**Given task**. Write out each of the records below line by line, with no changes.

**Records shown**.
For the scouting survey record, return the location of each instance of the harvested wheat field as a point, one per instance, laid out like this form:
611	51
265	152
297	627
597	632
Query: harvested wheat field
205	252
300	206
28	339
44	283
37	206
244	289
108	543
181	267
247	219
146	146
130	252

**Reply**.
For the scouting survey record, return the location of each instance of the harvested wheat field as a point, one per instance, laid out like this form:
611	51
265	152
297	627
597	632
Query: harvested wheat field
205	252
300	206
28	339
44	283
37	206
244	289
108	543
181	267
247	219
146	146
130	252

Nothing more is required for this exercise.